ASSIGNMENT | Copy every entry below exactly, and keep out the pictures.

(Saved entries)
----

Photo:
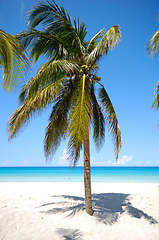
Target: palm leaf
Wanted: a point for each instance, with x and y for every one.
(109, 40)
(98, 121)
(79, 120)
(111, 120)
(152, 46)
(56, 129)
(13, 59)
(155, 105)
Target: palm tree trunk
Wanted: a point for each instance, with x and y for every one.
(87, 176)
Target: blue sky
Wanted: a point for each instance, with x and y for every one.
(128, 75)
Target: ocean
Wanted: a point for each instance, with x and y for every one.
(69, 174)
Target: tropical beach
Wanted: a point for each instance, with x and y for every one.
(55, 210)
(87, 80)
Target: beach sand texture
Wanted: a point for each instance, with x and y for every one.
(55, 211)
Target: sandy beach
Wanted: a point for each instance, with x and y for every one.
(55, 210)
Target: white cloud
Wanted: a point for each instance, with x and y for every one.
(124, 160)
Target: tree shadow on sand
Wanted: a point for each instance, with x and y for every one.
(108, 207)
(69, 234)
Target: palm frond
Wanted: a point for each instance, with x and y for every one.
(49, 45)
(152, 47)
(31, 107)
(56, 129)
(93, 42)
(155, 104)
(52, 72)
(13, 59)
(111, 120)
(108, 41)
(98, 121)
(57, 22)
(80, 116)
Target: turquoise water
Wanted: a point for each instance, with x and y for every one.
(67, 174)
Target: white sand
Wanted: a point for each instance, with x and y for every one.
(55, 211)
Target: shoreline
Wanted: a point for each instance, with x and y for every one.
(55, 211)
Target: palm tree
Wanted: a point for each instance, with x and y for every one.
(152, 49)
(13, 59)
(67, 82)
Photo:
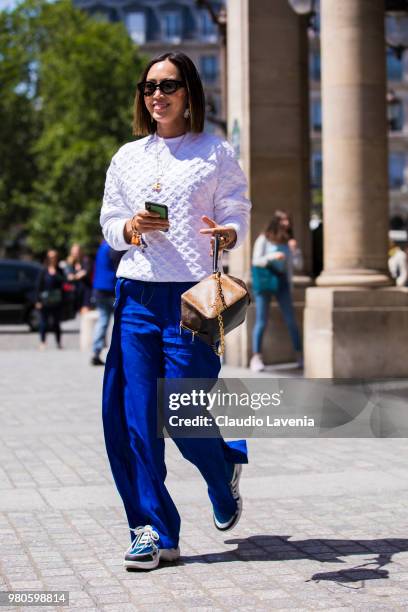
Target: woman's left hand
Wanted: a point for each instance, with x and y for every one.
(228, 235)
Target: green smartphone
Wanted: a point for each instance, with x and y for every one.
(160, 208)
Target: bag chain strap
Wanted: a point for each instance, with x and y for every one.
(222, 306)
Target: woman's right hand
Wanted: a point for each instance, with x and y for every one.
(143, 222)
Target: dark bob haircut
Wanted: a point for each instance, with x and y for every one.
(143, 124)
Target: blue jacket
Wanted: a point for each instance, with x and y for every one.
(105, 268)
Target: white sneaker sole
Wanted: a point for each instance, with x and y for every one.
(234, 522)
(165, 554)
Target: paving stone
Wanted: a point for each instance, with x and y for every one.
(303, 547)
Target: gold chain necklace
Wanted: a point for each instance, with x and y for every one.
(159, 167)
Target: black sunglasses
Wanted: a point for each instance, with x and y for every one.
(167, 86)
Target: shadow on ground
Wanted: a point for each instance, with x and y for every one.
(281, 548)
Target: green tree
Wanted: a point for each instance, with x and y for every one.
(79, 78)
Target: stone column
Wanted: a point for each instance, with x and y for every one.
(354, 325)
(355, 176)
(268, 123)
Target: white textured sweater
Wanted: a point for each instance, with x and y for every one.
(200, 177)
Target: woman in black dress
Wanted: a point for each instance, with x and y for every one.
(49, 299)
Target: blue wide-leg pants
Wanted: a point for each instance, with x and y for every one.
(147, 344)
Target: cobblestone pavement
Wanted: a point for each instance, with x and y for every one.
(325, 522)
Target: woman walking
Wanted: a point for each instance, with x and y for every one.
(276, 249)
(49, 299)
(196, 176)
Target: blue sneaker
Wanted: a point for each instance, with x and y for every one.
(144, 553)
(225, 522)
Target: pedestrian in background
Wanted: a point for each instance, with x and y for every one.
(49, 299)
(197, 177)
(78, 271)
(106, 263)
(276, 249)
(398, 265)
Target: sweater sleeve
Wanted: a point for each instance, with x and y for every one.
(231, 206)
(114, 212)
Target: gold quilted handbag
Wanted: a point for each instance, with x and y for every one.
(215, 306)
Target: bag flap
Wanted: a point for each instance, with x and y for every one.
(204, 296)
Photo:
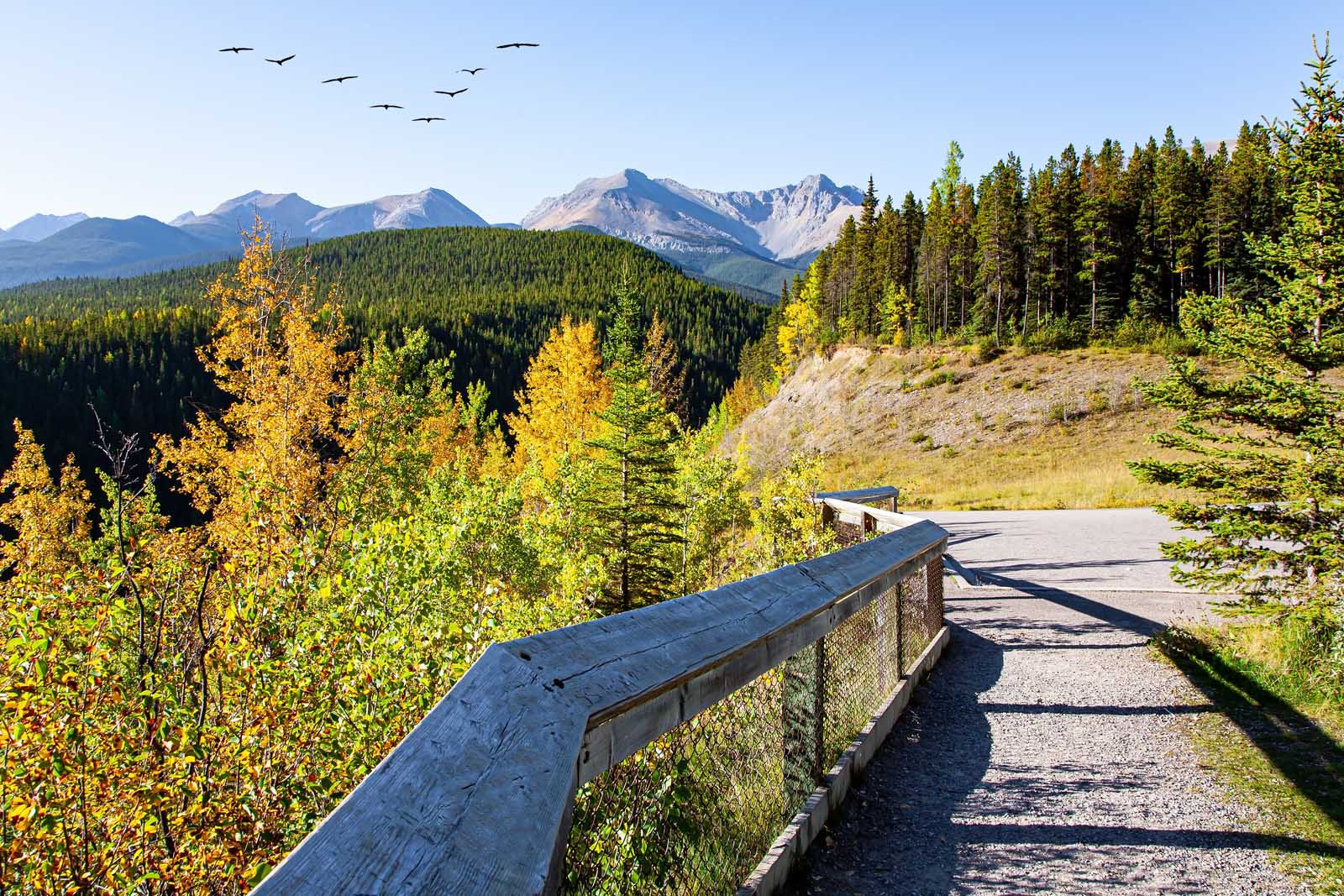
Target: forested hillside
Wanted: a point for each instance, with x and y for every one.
(1088, 242)
(128, 347)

----

THE ANSWER |
Photo:
Target: palm leaf
Wanted: a point for each instance, with x and y for every one.
(109, 40)
(98, 121)
(79, 120)
(111, 120)
(152, 46)
(56, 129)
(13, 59)
(155, 105)
Target: palm tree trunk
Wanted: a point for each instance, with x and y for every one.
(87, 176)
Target: blue sky
Wanted: a point for each instance, with x and y for every one.
(128, 75)
Target: ocean
Wanted: a point for each instance, with x and y for every one.
(69, 174)
Target: tropical beach
Wanted: a point for each instance, with x and y for every one.
(55, 210)
(87, 80)
Target: beach sand texture
Wanted: a point for each instance, with x and y for every one.
(55, 211)
Target: sandy beach
Wanted: a point for each instance, with x and y for every one.
(55, 210)
Target: white cloud
Wanted: a point for each instance, with x and y for every one.
(124, 160)
Target: tree shadow on sand
Wanted: a point for each instance, with x and y for every one.
(108, 207)
(69, 234)
Target: palm frond
Wanted: a point for each instance, with x and y for every one.
(49, 45)
(152, 47)
(31, 107)
(56, 129)
(93, 42)
(155, 104)
(52, 72)
(13, 59)
(111, 120)
(108, 41)
(98, 121)
(57, 22)
(80, 116)
Target: turquoise water
Wanted: a point for each instance, with x and y for every one.
(67, 174)
Target: white sand
Wanted: a point for each instance, with x and y for every one.
(55, 211)
Target: shoreline
Wanted: a point for each instance, with x and y for every one.
(55, 211)
Target: palm tree
Wanted: a point for each instance, with x and y for every one.
(152, 49)
(13, 59)
(67, 82)
Photo:
Target: woman's left hand
Wanted: a point for each instance, with x and y for every one.
(228, 235)
Target: green smartphone
Wanted: a point for each instance, with x and y for every one.
(160, 208)
Target: bag chain strap
Wanted: a point for each instance, with x and y for every one.
(222, 306)
Target: woman's right hand
Wanted: a point for each instance, with x and y for every one.
(143, 222)
Target: dark bob haircut
Wanted: a point for each instance, with x and y for every one.
(143, 124)
Target: blue jacket
Wanted: a point for each instance, with x and y for every one.
(105, 268)
Target: white sneaker sole
Wanted: a point for each instance, with x and y for every one.
(234, 522)
(165, 554)
Target: paving stone
Wanted: a point for each instance, with x and y for every one.
(303, 547)
Target: gold chain necklace
Wanted: a point for each instance, with x and y for every one.
(159, 167)
Target: black sunglasses
Wanted: a point for each instance, with x and y for every one.
(167, 86)
Target: shadow on ground
Wanted: a point for each instance, with x and y for every one.
(281, 548)
Target: green tree
Wanted: a point for each instance, with x and y for every one.
(79, 78)
Target: stone column
Wanted: a point for each instance, with x and y for every one.
(354, 325)
(355, 176)
(268, 123)
Target: white textured sweater
Wanted: a point for each instance, with x and y for every one.
(200, 177)
Target: woman in black dress
Wanted: a point for each instance, with x and y for every one.
(49, 299)
Target: blue wide-leg pants
Wanted: a point for each instance, with x and y for every one.
(147, 344)
Target: cobblestone pavement
Wanted: a point for each instance, with x and y for every one.
(325, 522)
Target: woman walking
Wanted: a point for each instance, with x and y for every one.
(276, 249)
(49, 299)
(196, 176)
Target: blue sneaker
Wanted: a point for each instance, with x and y for every one.
(144, 553)
(225, 522)
Target: pedestrian in background
Wanted: a point for each instance, with x and y for every one.
(49, 299)
(197, 177)
(78, 271)
(106, 263)
(276, 249)
(398, 265)
Target: sweater sleeve
Wanted: a point for each instance, with x and y for every one.
(231, 206)
(114, 212)
Target: gold quilted handbag
Wanted: a point for each instance, with x and y for every one.
(215, 306)
Target: bag flap
Wanted: a point for each instance, with x and y for every one.
(204, 296)
Photo:
Target: forested hillside
Wanted: a point for each instance, with x and y for every one.
(1088, 242)
(128, 347)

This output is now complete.